[Information Boundary: Start]

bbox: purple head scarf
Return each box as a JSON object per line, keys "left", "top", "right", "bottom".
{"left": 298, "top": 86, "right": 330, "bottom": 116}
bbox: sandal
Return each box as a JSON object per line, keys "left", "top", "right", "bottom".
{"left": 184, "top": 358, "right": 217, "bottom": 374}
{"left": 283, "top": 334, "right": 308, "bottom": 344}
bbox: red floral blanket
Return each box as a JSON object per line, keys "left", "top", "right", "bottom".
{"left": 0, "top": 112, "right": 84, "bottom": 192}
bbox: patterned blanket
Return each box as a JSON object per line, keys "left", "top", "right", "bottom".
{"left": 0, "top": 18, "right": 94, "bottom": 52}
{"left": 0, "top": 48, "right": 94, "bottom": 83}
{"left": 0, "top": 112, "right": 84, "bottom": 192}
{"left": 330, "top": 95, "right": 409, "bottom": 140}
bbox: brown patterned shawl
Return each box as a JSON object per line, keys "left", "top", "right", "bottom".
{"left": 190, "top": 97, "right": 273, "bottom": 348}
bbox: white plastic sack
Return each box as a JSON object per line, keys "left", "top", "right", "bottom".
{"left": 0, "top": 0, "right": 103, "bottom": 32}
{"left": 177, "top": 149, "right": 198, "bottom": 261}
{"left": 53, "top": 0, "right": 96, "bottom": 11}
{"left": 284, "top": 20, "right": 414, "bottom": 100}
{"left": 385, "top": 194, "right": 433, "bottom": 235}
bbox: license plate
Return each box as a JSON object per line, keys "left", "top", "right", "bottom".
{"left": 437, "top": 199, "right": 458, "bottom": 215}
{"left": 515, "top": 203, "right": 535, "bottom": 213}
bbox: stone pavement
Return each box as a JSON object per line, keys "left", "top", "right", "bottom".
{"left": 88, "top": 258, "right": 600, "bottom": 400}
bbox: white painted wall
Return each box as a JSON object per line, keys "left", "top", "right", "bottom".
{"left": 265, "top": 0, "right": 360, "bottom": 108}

[Information Boundary: End]

What is expected =>
Please give back the entries above, unchanged and complete.

Task response =>
bbox: purple head scarf
Return each box as a JSON object per line, keys "left", "top", "right", "bottom".
{"left": 298, "top": 86, "right": 330, "bottom": 116}
bbox: sandal
Return each box as a JSON object per line, keys "left", "top", "right", "bottom".
{"left": 184, "top": 358, "right": 217, "bottom": 374}
{"left": 283, "top": 334, "right": 308, "bottom": 344}
bbox: red floral blanket
Return each box as a JSON object per line, keys "left", "top", "right", "bottom".
{"left": 0, "top": 112, "right": 84, "bottom": 192}
bbox: patterned blanket
Return each box as a JSON object per line, keys "left", "top", "right", "bottom".
{"left": 0, "top": 18, "right": 94, "bottom": 52}
{"left": 0, "top": 48, "right": 94, "bottom": 83}
{"left": 0, "top": 112, "right": 84, "bottom": 192}
{"left": 330, "top": 95, "right": 409, "bottom": 140}
bbox: brown patterned shawl
Return each box as a JSON object per line, keys "left", "top", "right", "bottom".
{"left": 190, "top": 97, "right": 273, "bottom": 348}
bbox: white plastic sack
Return each box as a JSON object per line, keys "left", "top", "right", "bottom".
{"left": 0, "top": 0, "right": 103, "bottom": 32}
{"left": 177, "top": 149, "right": 198, "bottom": 261}
{"left": 53, "top": 0, "right": 96, "bottom": 11}
{"left": 284, "top": 20, "right": 414, "bottom": 100}
{"left": 385, "top": 194, "right": 433, "bottom": 235}
bbox: license plate
Return each box as a JSON object per line, keys "left", "top", "right", "bottom".
{"left": 437, "top": 199, "right": 458, "bottom": 215}
{"left": 515, "top": 203, "right": 535, "bottom": 213}
bbox: stone pavement
Return each box as a JSON object per line, keys "left", "top", "right", "bottom".
{"left": 88, "top": 258, "right": 600, "bottom": 400}
bbox: white painted wall
Return each box as a JSON object per line, keys "left", "top", "right", "bottom".
{"left": 265, "top": 0, "right": 360, "bottom": 108}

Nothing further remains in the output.